Wow, I ran two active with a single 12" sub, and had the crossover point at 100Hz on the mids at 12dB slope, and 80Hz on the sub with 12dB slope. Really brought the midbass to life for my particular install, but that was in a regular cab truck.


----------



## coomaster1 (Jul 22, 2010)

So when people are talking midbass or midrange on these forums. They are the same speaker?Just tuned differently. Or is there really a separate speaker that produces midbass sounds more easily or a separate speaker that produces midrange sounds more easily.If they are indeed the same speaker,why can't they just call it either the midrange or midbass.Would make it easier for people to understand. Coming from home audio, I usually just here tweeter, midrange or woofer.


----------



## chithead (Mar 19, 2008)

The woofer is referred to as midbass on some mobile audio forums.


----------



## coomaster1 (Jul 22, 2010)

i thought the woofer was the same as subwoofer. And midbass and midrange meant the same thing. Is this correct ?


----------



## dozy_production (Mar 22, 2006)

[Records pointing to named objects]
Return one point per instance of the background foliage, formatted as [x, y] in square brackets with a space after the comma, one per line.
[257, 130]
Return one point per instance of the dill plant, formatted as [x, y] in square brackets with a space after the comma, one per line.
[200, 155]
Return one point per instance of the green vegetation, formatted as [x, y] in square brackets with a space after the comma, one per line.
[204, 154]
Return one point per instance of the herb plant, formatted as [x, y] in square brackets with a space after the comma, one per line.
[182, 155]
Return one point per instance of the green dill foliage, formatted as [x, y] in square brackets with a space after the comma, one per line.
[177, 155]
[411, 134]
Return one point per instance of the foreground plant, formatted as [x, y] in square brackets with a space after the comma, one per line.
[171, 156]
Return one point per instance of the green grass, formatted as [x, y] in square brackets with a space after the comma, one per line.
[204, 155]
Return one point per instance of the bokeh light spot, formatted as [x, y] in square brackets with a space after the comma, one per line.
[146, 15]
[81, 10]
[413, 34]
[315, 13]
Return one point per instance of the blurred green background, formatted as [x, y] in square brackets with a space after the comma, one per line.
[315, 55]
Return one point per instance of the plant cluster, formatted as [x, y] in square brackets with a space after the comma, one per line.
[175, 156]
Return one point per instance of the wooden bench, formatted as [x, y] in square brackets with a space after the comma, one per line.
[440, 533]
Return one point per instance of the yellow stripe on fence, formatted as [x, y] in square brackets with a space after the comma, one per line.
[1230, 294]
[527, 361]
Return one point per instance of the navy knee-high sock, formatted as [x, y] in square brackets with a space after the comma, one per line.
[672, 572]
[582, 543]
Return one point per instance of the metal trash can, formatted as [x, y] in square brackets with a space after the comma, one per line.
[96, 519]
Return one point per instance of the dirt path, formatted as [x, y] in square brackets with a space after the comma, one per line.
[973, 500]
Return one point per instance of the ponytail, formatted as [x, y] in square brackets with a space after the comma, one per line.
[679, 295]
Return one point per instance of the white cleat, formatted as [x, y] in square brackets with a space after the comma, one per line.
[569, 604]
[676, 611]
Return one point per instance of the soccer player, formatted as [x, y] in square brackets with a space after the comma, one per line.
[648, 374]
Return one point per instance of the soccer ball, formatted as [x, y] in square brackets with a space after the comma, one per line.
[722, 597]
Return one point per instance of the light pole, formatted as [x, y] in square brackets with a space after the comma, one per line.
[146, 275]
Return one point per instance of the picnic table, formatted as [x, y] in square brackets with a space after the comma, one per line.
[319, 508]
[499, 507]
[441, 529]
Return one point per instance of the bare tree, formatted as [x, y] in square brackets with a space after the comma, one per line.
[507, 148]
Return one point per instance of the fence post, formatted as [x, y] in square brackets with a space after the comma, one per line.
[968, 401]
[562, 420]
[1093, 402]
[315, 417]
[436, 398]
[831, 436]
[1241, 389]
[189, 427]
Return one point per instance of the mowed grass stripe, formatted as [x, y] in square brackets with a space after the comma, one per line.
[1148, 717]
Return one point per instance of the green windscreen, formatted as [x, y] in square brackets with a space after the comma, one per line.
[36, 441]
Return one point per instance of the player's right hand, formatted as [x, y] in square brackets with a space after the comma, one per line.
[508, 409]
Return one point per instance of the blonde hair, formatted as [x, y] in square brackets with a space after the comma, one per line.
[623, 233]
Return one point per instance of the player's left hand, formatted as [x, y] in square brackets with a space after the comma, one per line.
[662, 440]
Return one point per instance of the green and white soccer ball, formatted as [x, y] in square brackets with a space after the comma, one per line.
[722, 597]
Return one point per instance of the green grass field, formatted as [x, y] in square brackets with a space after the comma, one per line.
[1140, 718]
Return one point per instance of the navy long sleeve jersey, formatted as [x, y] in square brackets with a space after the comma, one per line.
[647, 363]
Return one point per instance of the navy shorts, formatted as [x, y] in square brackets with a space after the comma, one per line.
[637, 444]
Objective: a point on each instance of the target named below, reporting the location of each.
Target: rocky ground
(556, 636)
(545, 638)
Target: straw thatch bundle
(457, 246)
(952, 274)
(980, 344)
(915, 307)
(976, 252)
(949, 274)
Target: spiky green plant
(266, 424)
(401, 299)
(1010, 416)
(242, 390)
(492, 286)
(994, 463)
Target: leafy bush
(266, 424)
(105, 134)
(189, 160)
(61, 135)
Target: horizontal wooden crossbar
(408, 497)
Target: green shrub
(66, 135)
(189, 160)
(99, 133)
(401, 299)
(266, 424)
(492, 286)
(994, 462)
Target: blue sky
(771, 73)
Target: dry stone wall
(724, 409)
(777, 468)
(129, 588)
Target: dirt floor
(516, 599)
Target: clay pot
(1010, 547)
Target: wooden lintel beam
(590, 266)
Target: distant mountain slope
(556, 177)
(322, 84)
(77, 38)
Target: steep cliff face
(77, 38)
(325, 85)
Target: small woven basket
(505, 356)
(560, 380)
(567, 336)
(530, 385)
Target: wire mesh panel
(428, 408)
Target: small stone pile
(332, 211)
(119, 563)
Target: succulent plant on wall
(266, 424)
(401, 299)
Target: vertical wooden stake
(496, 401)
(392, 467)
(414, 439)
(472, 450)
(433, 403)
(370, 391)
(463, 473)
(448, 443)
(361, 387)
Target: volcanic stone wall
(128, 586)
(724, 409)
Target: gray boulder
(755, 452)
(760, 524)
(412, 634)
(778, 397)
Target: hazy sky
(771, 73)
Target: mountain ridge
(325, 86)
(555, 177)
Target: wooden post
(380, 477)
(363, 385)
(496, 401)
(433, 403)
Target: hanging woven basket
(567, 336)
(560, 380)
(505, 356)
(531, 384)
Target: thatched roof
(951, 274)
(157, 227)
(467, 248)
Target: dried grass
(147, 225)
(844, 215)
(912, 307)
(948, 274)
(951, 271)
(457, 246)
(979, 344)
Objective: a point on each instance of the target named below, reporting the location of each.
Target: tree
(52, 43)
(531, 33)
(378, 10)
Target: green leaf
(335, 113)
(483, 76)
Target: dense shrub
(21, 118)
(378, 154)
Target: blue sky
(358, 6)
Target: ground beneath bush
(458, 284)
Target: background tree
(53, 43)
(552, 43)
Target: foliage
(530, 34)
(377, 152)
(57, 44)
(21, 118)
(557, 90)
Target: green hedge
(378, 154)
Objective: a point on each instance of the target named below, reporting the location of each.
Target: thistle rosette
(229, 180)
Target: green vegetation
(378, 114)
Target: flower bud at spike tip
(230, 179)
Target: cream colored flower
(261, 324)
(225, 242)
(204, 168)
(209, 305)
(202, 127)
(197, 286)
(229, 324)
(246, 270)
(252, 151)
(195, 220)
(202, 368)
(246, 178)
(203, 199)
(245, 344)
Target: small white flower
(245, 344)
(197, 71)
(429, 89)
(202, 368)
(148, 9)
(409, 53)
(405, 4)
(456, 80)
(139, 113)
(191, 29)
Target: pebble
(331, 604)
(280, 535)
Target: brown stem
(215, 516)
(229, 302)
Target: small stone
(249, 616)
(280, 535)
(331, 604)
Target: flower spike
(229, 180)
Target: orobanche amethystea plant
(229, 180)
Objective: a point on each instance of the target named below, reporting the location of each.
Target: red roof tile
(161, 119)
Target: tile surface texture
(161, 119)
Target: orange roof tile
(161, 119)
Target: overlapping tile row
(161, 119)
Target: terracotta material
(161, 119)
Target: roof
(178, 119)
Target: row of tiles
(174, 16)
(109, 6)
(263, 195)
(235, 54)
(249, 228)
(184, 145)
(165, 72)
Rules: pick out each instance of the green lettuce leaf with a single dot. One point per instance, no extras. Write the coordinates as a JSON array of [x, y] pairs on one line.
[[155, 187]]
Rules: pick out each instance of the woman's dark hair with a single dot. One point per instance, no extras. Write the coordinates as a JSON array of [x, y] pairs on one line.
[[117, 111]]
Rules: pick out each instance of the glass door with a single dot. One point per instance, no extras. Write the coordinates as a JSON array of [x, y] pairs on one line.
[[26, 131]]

• _YOUR TASKS_:
1) Decide whether each of the following statements agrees with the speaker thread: (a) the opening post sets the sub's crossover at 80Hz with a 12dB slope; (b) the opening post describes an install in an extended cab truck; (c) chithead states that the woofer is called midbass on some mobile audio forums.
2) Write out the part of the speaker thread that begins at the words "Wow, I ran two" and stops after the words "midrange or woofer.".

• _SOLUTIONS BELOW_:
1)
(a) Yes: "80Hz on the sub with 12dB slope"
(b) No: "but that was in a regular cab truck"
(c) Yes: "The woofer is referred to as midbass on some mobile audio forums."

2)
Wow, I ran two active with a single 12" sub, and had the crossover point at 100Hz on the mids at 12dB slope, and 80Hz on the sub with 12dB slope. Really brought the midbass to life for my particular install, but that was in a regular cab truck.


----------



## coomaster1 (Jul 22, 2010)

So when people are talking midbass or midrange on these forums. They are the same speaker?Just tuned differently. Or is there really a separate speaker that produces midbass sounds more easily or a separate speaker that produces midrange sounds more easily.If they are indeed the same speaker,why can't they just call it either the midrange or midbass.Would make it easier for people to understand. Coming from home audio, I usually just here tweeter, midrange or woofer.